YOUR TASKS:
- a) Reproduce the stretch of the article on Cheech and Chong and War from "It's always nostalgic" through "Angeles on Saturday.".
- b) Pick up the article on Cheech and Chong and War from where it stops, and keep writing it.

It's always nostalgic when icons of the past perform together, but when Cheech and Chong and War take the stage, it's a blast. The two groups, who share a similar fan base, will appear at the Greek Theatre in Los Angeles on Saturday.
“War and Cheech and Chong grew up together,” Tommy Chong said.
The comedians, Chong and Cheech Marin, and the genre-blending band are contemporaries and have a mutual appreciation for each other's talents, so much so that Cheech and Chong's manager, Jimmy Root, began introducing their act with War's song “Lowrider.” It fit so well that even today when people hear the tune, Cheech and Chong immediately come to mind, Chong said.
Four years ago the comedians were contacted by War, which wanted to work with them on some material. The result is the song “That L.A. Sunshine,” which is on “Evolutionary” (Universal Music Enterprises), War's first studio album in 20 years. It's also included on the band's remastered platinum effort from 1976, “Greatest Hits,” which will be available digitally for the first time. War planned a summer tour in support of the two recordings and invited Cheech and Chong to join it.
“I'm having a blast working with Cheech and Chong. In a sense, it's a reunion for us because they used our music in their first movie, ‘Up in Smoke.' That was the first time our music was ever used in a movie and it snowballed from there,” said Lonnie Jordan, the lead vocalist and keyboardist of War, and the band's only remaining original member since its formation in 1969.

INFORMATION PROVIDED:
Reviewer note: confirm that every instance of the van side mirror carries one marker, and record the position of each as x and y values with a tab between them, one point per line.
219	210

ANSWERS BY ITEM:
- a)
It's always nostalgic when icons of the past perform together, but when Cheech and Chong and War take the stage, it's a blast. The two groups, who share a similar fan base, will appear at the Greek Theatre in Los Angeles on Saturday.

- b)
Cheech and Chong formed in the late '60s as well and lasted until 1985, when they split due to creative differences. In 2008, the men decided to reunite and began touring again.
“We started doing bits we never did onstage before,” Chong said. “On the reunion tour we did some of our famous recordings live. It was a treat to ourselves. We have nine albums and have not done the material live.”
Until recently, popular bits like “Dave's Not Here” and “Sister Mary Elephant” could only be heard on Cheech and Chong's recordings. Fans at the Greek Theatre will hear these favorites and many more at the show.
Chong said many artists tire of doing the same old material, but he recognizes that the classic pieces are what the audience wants and entertainers should be happy to please their fans.
“If you go to see Bob Dylan, you want to hear ‘Blowing in the Wind.' If you go to see the Rolling Stones, you want to hear ‘Satisfaction.' If you see the Beatles, you want to hear ‘Sgt. Pepper's Lonely Hearts Club Band,' ” Chong said. “We've learned to embrace our signature bits.”
Chong's wife, Shelby Chong, is also a comedian and will open the concert, as well as hold a Q&A with Cheech and Chong before they launch into their set.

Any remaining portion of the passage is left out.